Data provided:
________________________

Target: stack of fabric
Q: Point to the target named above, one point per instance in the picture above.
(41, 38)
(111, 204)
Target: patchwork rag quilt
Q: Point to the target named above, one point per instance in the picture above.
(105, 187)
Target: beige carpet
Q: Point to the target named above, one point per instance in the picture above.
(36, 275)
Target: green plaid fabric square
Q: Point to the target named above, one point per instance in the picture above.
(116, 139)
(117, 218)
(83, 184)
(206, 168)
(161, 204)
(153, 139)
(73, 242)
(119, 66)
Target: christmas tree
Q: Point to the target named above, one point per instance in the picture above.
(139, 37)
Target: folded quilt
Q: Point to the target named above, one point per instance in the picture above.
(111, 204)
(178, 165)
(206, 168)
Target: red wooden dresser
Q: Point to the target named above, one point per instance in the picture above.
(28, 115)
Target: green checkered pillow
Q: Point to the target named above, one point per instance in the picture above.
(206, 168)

________________________

Request: Scale the listing between the line holding "Target: christmas tree" and the end of the listing, inclusive: repeat every line, requests included, and multiply each point coordinate in the answers by 0.25, rounding to whole numbers with halves going up. Give only those lines.

Reply to the task:
Target: christmas tree
Q: Point to the target named above, one point per instance in the picture above.
(35, 9)
Target: folded quilt
Q: Point to the target named above, one point per instance in the picture above.
(28, 51)
(45, 41)
(52, 42)
Target: red wooden dresser
Q: Point to the target named above, one point per instance in the picture above.
(7, 29)
Target: green checkered pillow
Q: Point to the target named above, one point per instance in the picture above.
(52, 42)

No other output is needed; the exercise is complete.